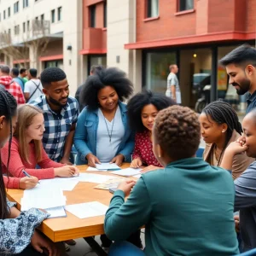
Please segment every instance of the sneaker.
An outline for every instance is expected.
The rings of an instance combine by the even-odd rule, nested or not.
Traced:
[[[77,242],[76,242],[75,240],[73,240],[73,239],[66,240],[65,242],[66,242],[67,244],[72,245],[72,246],[77,244]]]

####

Your task = Rewrite the records above, changing "sneaker" to "running shoe" wherever it occurs and keeping everything else the same. Leave the pictures out.

Response =
Please segment every instance of the running shoe.
An outline for every instance is expected.
The rings of an instance combine by the even-odd rule, nested or not.
Traced:
[[[77,242],[76,242],[75,240],[73,240],[73,239],[66,240],[65,242],[66,242],[67,244],[72,245],[72,246],[77,244]]]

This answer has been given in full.